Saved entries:
— Begin —

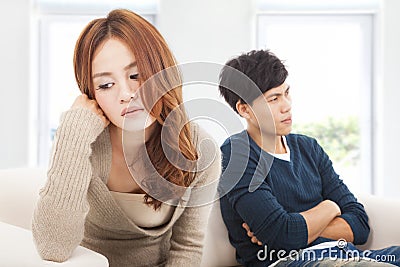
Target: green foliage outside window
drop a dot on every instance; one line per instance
(339, 137)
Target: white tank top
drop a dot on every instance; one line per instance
(140, 213)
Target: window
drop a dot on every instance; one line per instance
(59, 24)
(329, 61)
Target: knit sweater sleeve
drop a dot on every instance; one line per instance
(188, 231)
(58, 220)
(334, 189)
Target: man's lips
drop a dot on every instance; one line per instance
(130, 110)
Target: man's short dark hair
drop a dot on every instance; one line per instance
(263, 70)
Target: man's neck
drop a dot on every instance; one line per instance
(268, 142)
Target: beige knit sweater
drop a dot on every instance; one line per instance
(76, 207)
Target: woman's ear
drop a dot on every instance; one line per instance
(243, 109)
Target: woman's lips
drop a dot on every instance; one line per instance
(131, 111)
(287, 120)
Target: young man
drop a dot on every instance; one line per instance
(282, 186)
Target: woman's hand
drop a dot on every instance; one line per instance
(83, 101)
(250, 234)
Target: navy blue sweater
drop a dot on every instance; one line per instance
(269, 193)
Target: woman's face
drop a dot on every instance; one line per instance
(115, 80)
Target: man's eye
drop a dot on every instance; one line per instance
(134, 76)
(105, 85)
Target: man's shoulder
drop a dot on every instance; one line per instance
(240, 138)
(300, 140)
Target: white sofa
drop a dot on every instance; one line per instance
(19, 192)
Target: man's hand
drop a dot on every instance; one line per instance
(319, 217)
(338, 228)
(250, 234)
(83, 101)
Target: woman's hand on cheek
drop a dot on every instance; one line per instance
(83, 101)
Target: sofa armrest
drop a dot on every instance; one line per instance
(19, 193)
(384, 221)
(17, 249)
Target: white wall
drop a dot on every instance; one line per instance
(388, 120)
(205, 30)
(14, 83)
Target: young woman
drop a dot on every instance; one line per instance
(126, 198)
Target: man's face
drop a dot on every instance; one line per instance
(271, 112)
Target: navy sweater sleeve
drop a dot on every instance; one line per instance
(270, 222)
(334, 189)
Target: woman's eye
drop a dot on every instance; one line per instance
(134, 76)
(105, 85)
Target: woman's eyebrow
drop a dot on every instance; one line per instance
(131, 65)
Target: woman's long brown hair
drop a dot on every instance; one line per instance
(153, 56)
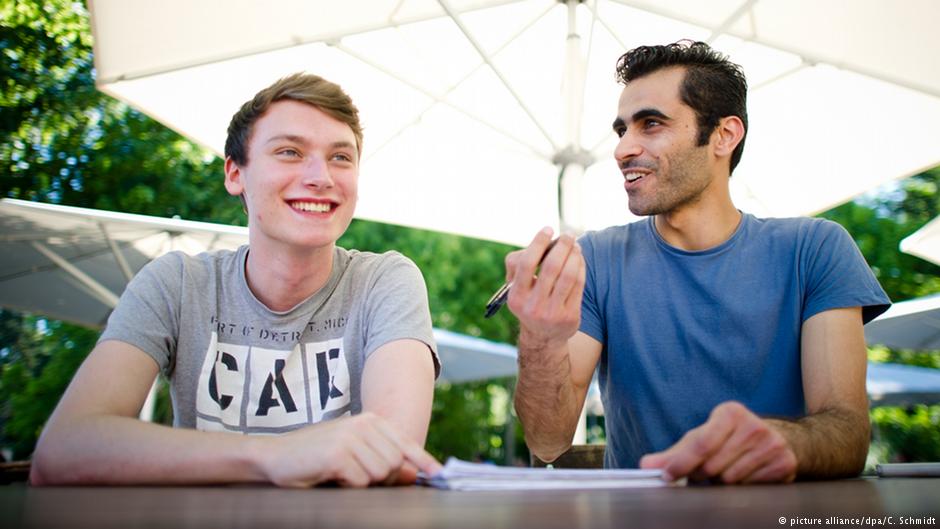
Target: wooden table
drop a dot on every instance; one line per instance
(888, 501)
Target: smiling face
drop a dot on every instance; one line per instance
(300, 182)
(663, 168)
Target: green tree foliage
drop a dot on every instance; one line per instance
(35, 368)
(878, 224)
(63, 141)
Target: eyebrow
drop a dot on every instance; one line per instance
(293, 138)
(640, 115)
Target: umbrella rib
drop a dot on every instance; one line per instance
(499, 74)
(808, 58)
(118, 254)
(290, 42)
(97, 289)
(723, 27)
(437, 99)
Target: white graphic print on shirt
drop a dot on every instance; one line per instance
(260, 390)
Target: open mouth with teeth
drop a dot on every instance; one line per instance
(313, 207)
(633, 177)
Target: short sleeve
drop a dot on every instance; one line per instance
(592, 322)
(147, 315)
(397, 307)
(837, 275)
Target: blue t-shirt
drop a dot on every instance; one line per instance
(684, 331)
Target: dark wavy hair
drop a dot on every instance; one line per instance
(305, 88)
(714, 87)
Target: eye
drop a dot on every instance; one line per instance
(289, 152)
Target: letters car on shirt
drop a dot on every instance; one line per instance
(259, 390)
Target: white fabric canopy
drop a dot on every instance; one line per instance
(912, 324)
(73, 263)
(474, 108)
(925, 242)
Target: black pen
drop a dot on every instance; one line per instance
(501, 295)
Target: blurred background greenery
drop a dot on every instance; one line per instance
(63, 142)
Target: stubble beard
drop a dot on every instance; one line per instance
(681, 186)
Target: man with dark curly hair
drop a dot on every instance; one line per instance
(728, 347)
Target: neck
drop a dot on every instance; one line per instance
(281, 280)
(701, 225)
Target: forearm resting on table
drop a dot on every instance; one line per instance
(547, 400)
(102, 449)
(832, 443)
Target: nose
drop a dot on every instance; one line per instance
(316, 173)
(627, 147)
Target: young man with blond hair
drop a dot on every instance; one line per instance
(291, 360)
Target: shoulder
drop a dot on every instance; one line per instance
(376, 265)
(800, 227)
(612, 236)
(178, 266)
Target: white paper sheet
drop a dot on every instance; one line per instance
(463, 475)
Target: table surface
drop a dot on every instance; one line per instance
(895, 501)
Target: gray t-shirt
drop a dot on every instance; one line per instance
(235, 365)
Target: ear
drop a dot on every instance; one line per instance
(728, 135)
(233, 178)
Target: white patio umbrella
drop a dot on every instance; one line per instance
(925, 242)
(73, 263)
(912, 324)
(491, 118)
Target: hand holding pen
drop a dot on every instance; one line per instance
(549, 303)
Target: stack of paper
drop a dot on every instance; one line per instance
(462, 475)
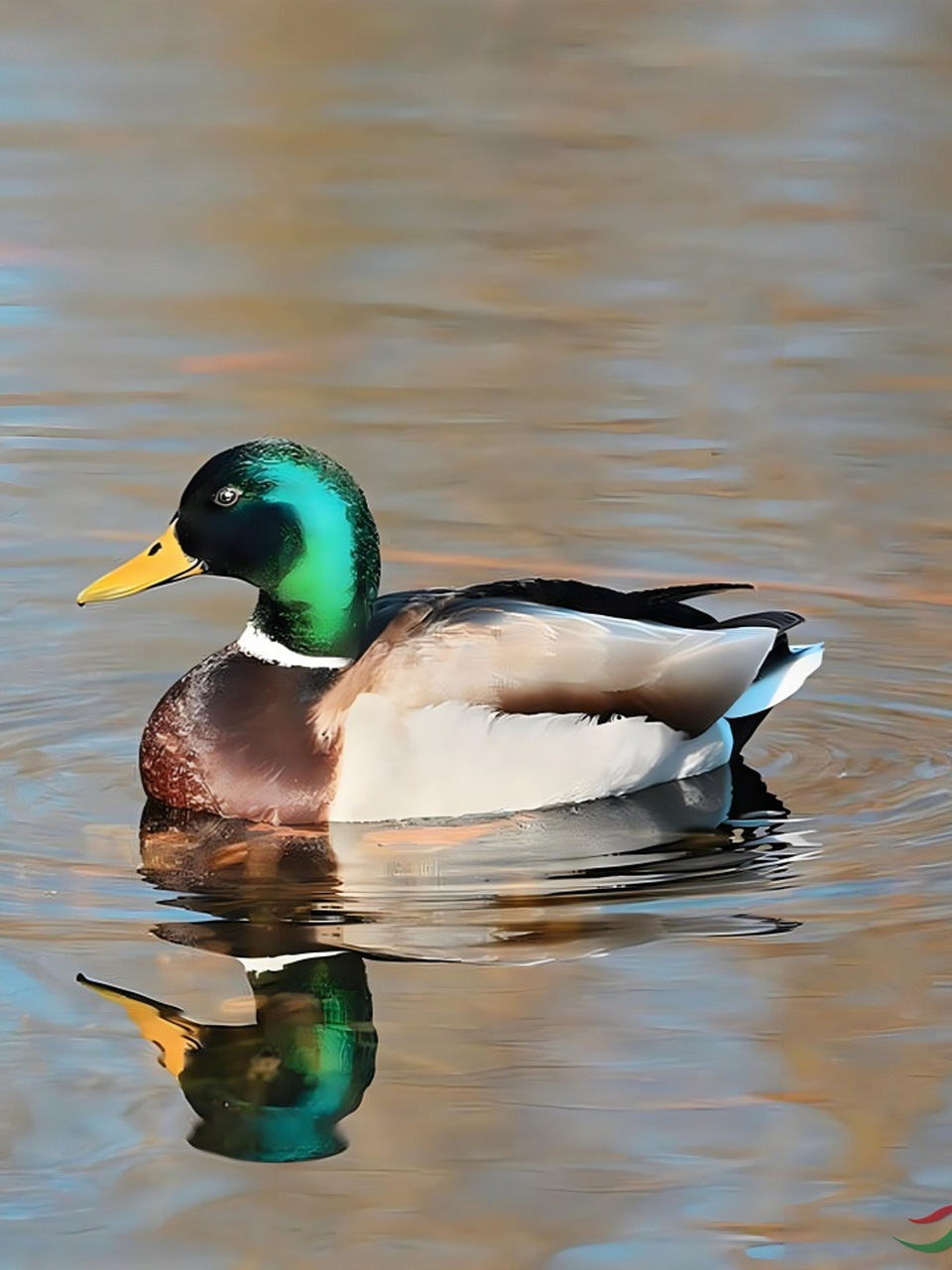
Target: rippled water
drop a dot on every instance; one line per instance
(624, 291)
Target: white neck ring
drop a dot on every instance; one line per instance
(263, 648)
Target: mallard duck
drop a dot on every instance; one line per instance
(338, 703)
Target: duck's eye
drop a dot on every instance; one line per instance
(227, 495)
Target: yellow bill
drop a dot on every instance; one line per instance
(163, 562)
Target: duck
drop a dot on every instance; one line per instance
(339, 703)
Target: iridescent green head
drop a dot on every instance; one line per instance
(285, 518)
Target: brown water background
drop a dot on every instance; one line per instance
(615, 290)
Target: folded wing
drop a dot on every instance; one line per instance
(521, 657)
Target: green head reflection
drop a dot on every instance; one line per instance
(275, 1089)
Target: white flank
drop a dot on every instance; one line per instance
(457, 760)
(263, 648)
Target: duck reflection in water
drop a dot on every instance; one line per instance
(273, 1089)
(302, 908)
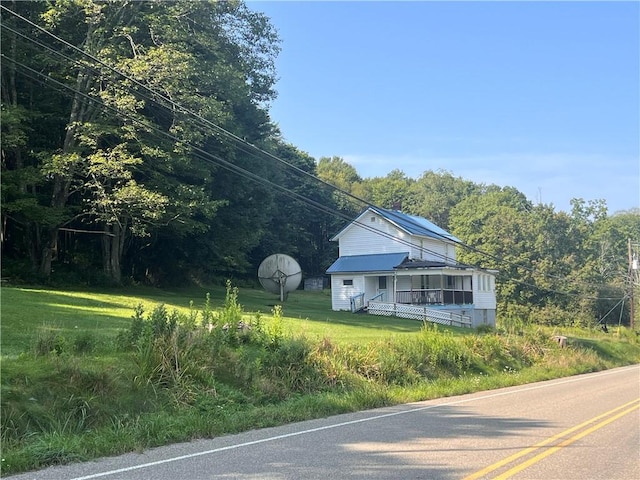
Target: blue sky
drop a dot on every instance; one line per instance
(541, 96)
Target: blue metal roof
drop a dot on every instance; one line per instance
(415, 225)
(383, 262)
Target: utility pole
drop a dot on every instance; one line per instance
(633, 277)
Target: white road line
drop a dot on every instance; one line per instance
(353, 422)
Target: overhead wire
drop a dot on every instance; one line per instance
(252, 149)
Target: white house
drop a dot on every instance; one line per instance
(392, 263)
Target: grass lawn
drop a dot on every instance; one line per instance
(63, 403)
(28, 311)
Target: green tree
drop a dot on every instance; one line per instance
(133, 158)
(390, 191)
(435, 194)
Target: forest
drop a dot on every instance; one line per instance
(138, 148)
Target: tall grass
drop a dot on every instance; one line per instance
(171, 375)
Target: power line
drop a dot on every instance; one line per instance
(238, 142)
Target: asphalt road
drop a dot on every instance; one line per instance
(584, 427)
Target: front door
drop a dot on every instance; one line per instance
(382, 288)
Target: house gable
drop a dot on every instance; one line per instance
(379, 231)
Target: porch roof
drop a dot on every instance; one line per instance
(383, 262)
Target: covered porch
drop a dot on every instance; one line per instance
(442, 287)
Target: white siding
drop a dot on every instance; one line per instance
(341, 294)
(484, 290)
(373, 234)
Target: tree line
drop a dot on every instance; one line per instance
(137, 146)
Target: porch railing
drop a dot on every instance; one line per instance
(437, 296)
(416, 312)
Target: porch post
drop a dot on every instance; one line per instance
(395, 286)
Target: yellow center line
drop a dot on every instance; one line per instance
(568, 441)
(549, 440)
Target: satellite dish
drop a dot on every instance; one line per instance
(280, 274)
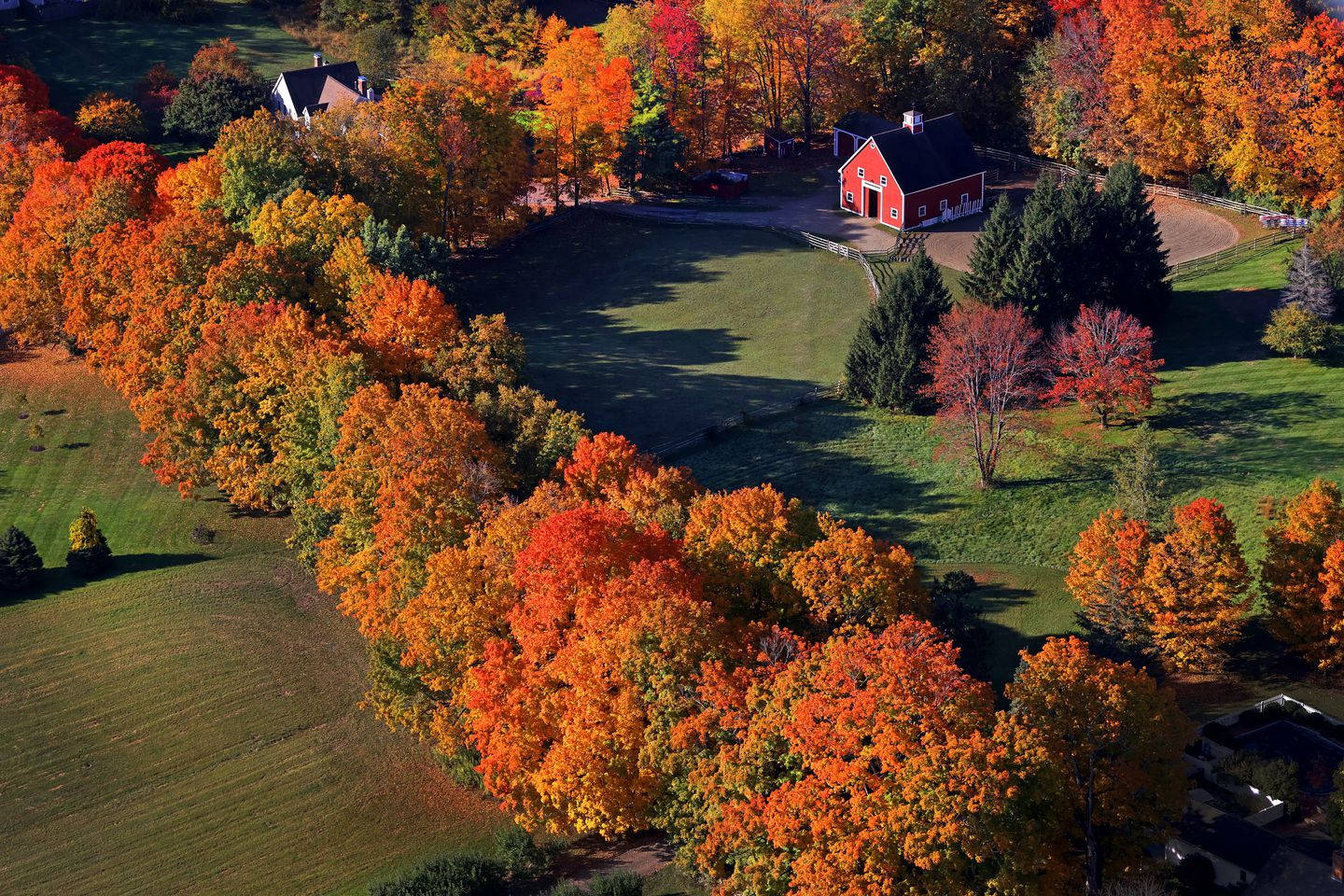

— End —

• **What is required**: Find each line in the listing that contains the word "shirt", and copy those lines out.

• **Task result**:
Target: white graphic print on shirt
Target: blue t-shirt
Target: letters car on shirt
Target: gray t-shirt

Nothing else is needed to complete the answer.